(Saved data entries)
========

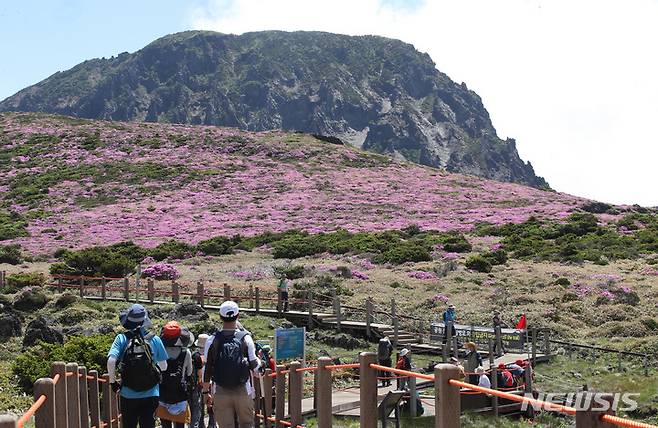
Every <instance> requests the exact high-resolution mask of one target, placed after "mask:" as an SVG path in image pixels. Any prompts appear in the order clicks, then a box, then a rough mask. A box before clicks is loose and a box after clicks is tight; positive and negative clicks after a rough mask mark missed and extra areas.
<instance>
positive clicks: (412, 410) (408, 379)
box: [408, 376, 418, 418]
mask: <svg viewBox="0 0 658 428" xmlns="http://www.w3.org/2000/svg"><path fill="white" fill-rule="evenodd" d="M408 382H409V415H410V416H411V417H412V418H415V417H416V416H417V415H416V406H417V403H416V401H417V400H418V397H417V396H416V378H415V377H413V376H411V377H410V378H409V379H408Z"/></svg>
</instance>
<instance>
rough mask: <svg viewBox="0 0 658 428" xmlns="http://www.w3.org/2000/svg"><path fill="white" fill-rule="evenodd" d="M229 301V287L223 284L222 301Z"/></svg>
mask: <svg viewBox="0 0 658 428" xmlns="http://www.w3.org/2000/svg"><path fill="white" fill-rule="evenodd" d="M226 300H231V286H230V285H228V284H227V283H224V301H226Z"/></svg>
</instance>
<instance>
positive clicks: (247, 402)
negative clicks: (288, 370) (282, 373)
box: [203, 300, 260, 428]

========

▶ Work required
Count every line of the entries that holds the string "clicks". Please answer with the count alone.

▶ Your response
4